Entries from a pointing dataset:
______________________________

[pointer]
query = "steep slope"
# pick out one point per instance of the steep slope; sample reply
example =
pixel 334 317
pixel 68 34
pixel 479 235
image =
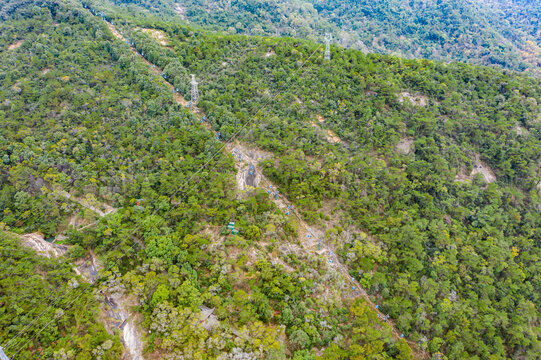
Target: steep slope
pixel 417 178
pixel 86 119
pixel 404 224
pixel 500 32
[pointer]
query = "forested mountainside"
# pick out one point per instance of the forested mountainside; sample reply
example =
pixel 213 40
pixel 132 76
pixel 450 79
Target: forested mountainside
pixel 503 33
pixel 409 185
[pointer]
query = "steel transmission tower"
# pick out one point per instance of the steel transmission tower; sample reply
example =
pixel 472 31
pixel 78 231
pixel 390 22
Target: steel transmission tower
pixel 195 91
pixel 328 39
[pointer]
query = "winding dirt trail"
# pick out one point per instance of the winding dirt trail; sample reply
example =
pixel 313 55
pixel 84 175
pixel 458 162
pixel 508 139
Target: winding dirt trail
pixel 248 163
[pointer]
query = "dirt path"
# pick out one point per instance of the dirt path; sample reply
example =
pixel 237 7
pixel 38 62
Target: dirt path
pixel 248 162
pixel 87 203
pixel 37 242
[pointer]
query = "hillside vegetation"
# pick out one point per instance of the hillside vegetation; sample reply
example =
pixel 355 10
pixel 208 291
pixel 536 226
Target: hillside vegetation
pixel 421 177
pixel 503 33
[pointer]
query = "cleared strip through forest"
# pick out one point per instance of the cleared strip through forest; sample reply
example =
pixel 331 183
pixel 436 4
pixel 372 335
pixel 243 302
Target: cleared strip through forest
pixel 311 243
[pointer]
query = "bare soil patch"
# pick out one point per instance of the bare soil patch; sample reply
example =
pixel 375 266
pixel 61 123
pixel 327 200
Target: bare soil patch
pixel 37 242
pixel 15 45
pixel 157 35
pixel 404 145
pixel 479 167
pixel 417 100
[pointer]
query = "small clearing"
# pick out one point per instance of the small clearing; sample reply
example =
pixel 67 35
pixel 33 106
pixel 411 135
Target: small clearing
pixel 246 160
pixel 114 31
pixel 37 242
pixel 417 100
pixel 479 167
pixel 329 134
pixel 521 131
pixel 157 35
pixel 208 320
pixel 404 145
pixel 116 315
pixel 15 45
pixel 90 203
pixel 180 11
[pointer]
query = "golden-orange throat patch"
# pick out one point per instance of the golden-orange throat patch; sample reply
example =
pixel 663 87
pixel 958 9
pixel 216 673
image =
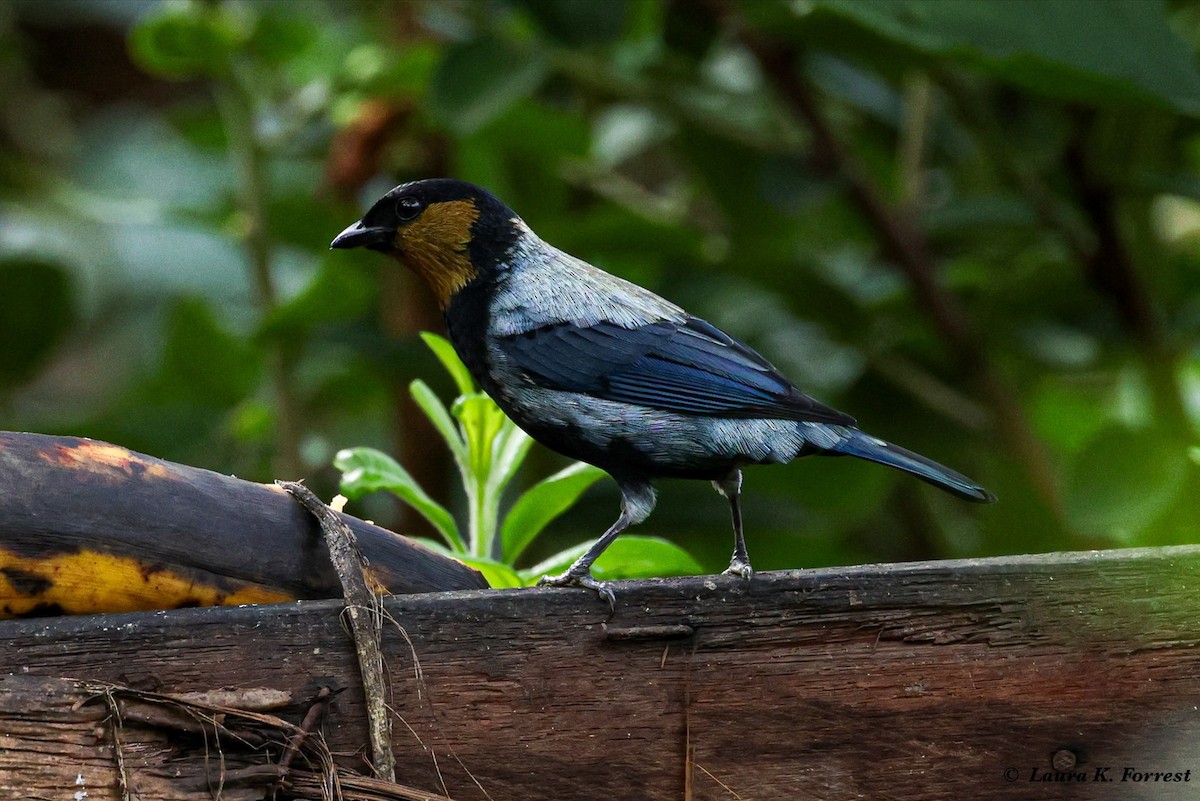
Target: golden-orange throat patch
pixel 436 246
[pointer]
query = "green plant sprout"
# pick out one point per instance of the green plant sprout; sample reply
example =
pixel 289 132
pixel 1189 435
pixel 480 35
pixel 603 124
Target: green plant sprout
pixel 489 450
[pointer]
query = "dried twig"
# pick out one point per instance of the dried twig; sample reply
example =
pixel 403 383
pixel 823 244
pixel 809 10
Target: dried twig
pixel 364 613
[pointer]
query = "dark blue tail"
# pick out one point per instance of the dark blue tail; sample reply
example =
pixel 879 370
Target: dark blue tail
pixel 869 447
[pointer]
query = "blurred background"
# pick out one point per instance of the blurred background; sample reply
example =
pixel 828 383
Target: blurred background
pixel 975 226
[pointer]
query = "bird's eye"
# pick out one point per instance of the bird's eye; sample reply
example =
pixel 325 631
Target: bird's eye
pixel 408 208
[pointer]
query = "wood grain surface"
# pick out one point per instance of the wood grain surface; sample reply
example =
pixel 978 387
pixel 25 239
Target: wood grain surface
pixel 945 680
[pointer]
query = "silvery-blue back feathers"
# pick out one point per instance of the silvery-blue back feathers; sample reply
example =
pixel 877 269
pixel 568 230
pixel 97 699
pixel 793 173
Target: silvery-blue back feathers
pixel 605 371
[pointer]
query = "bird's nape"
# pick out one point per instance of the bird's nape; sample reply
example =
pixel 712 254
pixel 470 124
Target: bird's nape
pixel 607 372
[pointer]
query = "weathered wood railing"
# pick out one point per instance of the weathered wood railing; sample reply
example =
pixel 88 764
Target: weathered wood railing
pixel 946 680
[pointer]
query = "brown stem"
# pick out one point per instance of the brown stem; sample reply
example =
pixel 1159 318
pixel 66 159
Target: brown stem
pixel 1110 269
pixel 237 109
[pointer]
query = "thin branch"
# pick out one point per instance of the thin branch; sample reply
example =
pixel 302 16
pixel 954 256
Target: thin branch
pixel 366 624
pixel 1110 269
pixel 905 245
pixel 238 113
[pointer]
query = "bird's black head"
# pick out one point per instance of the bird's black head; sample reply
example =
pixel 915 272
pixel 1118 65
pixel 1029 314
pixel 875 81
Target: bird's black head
pixel 448 232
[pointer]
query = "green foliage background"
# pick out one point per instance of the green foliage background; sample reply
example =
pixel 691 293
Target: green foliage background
pixel 973 224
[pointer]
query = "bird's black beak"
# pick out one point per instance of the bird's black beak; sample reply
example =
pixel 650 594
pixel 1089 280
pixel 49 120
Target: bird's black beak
pixel 359 235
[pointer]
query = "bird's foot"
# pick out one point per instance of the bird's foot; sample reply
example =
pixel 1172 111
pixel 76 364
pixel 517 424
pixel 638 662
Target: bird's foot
pixel 583 578
pixel 739 567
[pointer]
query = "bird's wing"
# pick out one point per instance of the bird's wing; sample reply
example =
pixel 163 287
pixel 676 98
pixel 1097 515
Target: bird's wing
pixel 690 367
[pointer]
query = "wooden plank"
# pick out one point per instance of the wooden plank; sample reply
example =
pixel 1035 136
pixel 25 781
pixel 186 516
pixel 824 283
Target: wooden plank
pixel 89 527
pixel 929 681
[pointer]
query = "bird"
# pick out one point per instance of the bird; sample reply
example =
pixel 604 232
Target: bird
pixel 606 372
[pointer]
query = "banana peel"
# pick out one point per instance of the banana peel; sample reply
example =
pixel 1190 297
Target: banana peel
pixel 88 527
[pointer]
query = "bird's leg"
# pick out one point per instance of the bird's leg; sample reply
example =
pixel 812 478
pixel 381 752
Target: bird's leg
pixel 731 489
pixel 636 504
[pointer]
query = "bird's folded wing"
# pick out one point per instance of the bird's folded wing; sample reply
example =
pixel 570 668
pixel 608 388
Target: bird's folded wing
pixel 690 367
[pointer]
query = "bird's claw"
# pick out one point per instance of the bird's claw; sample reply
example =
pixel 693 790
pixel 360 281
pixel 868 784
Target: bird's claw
pixel 581 579
pixel 739 567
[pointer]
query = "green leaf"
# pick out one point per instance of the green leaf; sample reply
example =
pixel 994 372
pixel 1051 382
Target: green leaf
pixel 508 453
pixel 36 312
pixel 541 504
pixel 1122 481
pixel 479 79
pixel 187 40
pixel 581 22
pixel 630 556
pixel 449 359
pixel 1119 50
pixel 334 294
pixel 202 362
pixel 431 404
pixel 366 470
pixel 481 421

______________________________

## What to do
Can you reproduce the entries starting at the very beginning and ending at the line that contains "pixel 328 39", both ends included, while leaving the pictures out of your answer?

## Task solution
[pointer]
query = "steep slope"
# pick out one point per instance of the steep slope; sample reply
example =
pixel 334 317
pixel 68 34
pixel 479 235
image =
Target: steep slope
pixel 417 178
pixel 86 119
pixel 404 224
pixel 500 32
[pointer]
query = "forested mountainside"
# pick out one point per instance of the forested mountainside; sample reply
example =
pixel 213 40
pixel 132 76
pixel 450 79
Target: forested mountainside
pixel 503 33
pixel 409 185
[pointer]
query = "steel transmission tower"
# pick out one point per instance of the steel transmission tower; sample reply
example =
pixel 472 31
pixel 78 231
pixel 390 22
Target: steel transmission tower
pixel 195 91
pixel 328 39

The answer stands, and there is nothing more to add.